EXCERPT PROVIDED ::
Friday, July 02, 2004

The Dutch paliamemt is forcing the minister who supported the EU software patent directive to withdraw his support. This is apparently the first time in EU history that this has happened.

The EFF have name their top ten most-wanted patents

Tuesday, June 29, 2004

Mattel have paid a heavy price, according to the NYT, for bringing a frivolous copyright and trademark lawsuit against an artist parodying Barbie.

"After a lengthy legal tussle, which included a series of appeals, a federal judge late last week instructed Mattel to pay Mr. Forsythe legal fees of more than $1.8 million...

...Mattel has aggressively protected the Barbie likeness and trademark...

TASK INSTRUCTIONS ::
**a)** Answer these questions about the blog entries on patents and copyright:
(i) Which directive had the minister supported?
(ii) Which organization named its top ten most-wanted patents?
(iii) How much in legal fees was Mattel instructed to pay?
**b)** Transcribe the part of the blog entries on patents and copyright that opens with the words containing "Tuesday, June 29, 2004" and closes with "than $1.8 million...".

Stored data
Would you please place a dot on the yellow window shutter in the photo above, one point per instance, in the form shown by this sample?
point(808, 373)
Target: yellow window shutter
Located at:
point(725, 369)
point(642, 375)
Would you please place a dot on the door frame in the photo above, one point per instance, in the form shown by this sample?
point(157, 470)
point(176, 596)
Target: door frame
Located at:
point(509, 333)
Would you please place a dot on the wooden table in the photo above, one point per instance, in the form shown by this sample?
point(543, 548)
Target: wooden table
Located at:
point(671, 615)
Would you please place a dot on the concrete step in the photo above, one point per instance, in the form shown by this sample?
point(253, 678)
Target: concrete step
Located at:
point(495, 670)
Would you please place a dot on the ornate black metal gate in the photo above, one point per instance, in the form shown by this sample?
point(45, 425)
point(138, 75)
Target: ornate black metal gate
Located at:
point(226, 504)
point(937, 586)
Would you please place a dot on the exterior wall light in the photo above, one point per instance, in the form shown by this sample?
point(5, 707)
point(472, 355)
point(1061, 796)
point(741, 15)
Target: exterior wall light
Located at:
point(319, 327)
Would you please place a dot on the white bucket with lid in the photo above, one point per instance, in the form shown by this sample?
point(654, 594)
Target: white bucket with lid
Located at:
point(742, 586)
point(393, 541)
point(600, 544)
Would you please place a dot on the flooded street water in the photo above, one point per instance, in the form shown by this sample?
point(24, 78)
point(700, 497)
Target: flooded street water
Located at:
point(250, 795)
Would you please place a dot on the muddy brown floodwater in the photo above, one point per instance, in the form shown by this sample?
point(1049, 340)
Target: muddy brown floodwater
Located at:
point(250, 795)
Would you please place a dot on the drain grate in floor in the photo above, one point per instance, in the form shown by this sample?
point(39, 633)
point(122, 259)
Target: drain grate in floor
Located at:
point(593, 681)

SOLUTIONS BELOW ::
**a)**
(i) The EU software patent directive
(ii) The EFF
(iii) More than $1.8 million

**b)**
Tuesday, June 29, 2004

Mattel have paid a heavy price, according to the NYT, for bringing a frivolous copyright and trademark lawsuit against an artist parodying Barbie.

"After a lengthy legal tussle, which included a series of appeals, a federal judge late last week instructed Mattel to pay Mr. Forsythe legal fees of more than $1.8 million...